Your objective: All material below is to be reproduced exactly.

[Stored data]
_ _ _ _ _ _ _

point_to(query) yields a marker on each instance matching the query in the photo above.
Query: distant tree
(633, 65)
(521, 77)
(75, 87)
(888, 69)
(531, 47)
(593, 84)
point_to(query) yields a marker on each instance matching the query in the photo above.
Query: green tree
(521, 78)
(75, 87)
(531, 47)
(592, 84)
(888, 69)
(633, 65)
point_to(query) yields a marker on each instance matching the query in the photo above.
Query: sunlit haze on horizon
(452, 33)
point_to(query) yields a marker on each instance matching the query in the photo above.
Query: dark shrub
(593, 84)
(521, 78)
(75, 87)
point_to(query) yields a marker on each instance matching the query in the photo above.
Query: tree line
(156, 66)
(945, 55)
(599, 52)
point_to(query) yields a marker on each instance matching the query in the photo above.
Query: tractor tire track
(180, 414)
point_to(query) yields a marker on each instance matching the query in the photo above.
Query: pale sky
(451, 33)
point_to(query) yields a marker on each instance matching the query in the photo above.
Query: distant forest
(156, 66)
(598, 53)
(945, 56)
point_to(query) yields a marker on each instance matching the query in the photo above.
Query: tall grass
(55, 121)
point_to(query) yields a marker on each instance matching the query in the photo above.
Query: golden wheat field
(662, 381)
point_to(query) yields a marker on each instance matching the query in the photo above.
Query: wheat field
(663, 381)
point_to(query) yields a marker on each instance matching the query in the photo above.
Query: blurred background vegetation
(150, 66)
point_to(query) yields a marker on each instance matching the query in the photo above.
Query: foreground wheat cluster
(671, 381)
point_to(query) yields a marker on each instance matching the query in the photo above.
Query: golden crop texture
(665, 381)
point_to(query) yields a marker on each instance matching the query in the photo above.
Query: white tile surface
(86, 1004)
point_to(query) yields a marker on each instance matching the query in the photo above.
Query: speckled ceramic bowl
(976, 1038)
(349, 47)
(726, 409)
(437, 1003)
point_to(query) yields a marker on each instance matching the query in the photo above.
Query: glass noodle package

_ _ _ _ _ _ _

The completed task:
point_to(query) yields a marker on each instance matching the query in the photo above.
Query: distant tree
(633, 65)
(521, 77)
(75, 87)
(888, 69)
(531, 47)
(593, 84)
point_to(query) yields a marker on each instance matching the query in the photo above.
Query: green tree
(521, 78)
(75, 87)
(531, 47)
(592, 84)
(888, 69)
(633, 65)
point_to(query) yields a marker on each instance matching the query in the photo above.
Query: sunlit haze on horizon
(452, 33)
point_to(query) yields a marker on each instance matching the query in the photo above.
Query: dark shrub
(593, 84)
(521, 78)
(75, 87)
point_to(query) yields a marker on each instance matching the query in the photo above.
Query: tree line
(156, 66)
(945, 55)
(599, 52)
point_to(query) yields a marker on each instance matching the query in the photo above.
Query: tractor tire track
(180, 414)
point_to(query) yields a marker on each instance matching the query in the photo above.
Query: pale sky
(451, 33)
point_to(query) yields a marker on each instance matching the query in the photo above.
Query: distant forest
(156, 66)
(598, 53)
(945, 56)
point_to(query) yields a marker on each instance matching the query in the photo above.
Query: tall grass
(55, 121)
point_to(query) yields a marker on each instance matching the query in the photo above.
Query: golden wheat field
(662, 381)
point_to(query) yields a marker on each instance matching the query in the photo above.
Query: wheat field
(663, 381)
point_to(query) yields a marker on each instance matching the query in the photo above.
Query: blurred background vegetation
(150, 66)
point_to(query) yields a marker on each instance matching the query in the photo above.
Query: foreground wheat cluster
(671, 381)
point_to(query) yields a marker on each instance matching the query in the photo above.
Query: golden crop texture
(665, 381)
point_to(query) yields a marker on each instance matching the query in the photo above.
Query: white tile surface
(86, 1004)
point_to(query) yields a marker on each instance matching the query in the photo above.
Query: speckled ceramic bowl
(976, 1038)
(349, 47)
(726, 409)
(437, 1003)
point_to(query) yields a marker on each instance matching the query in the photo above.
Query: glass noodle package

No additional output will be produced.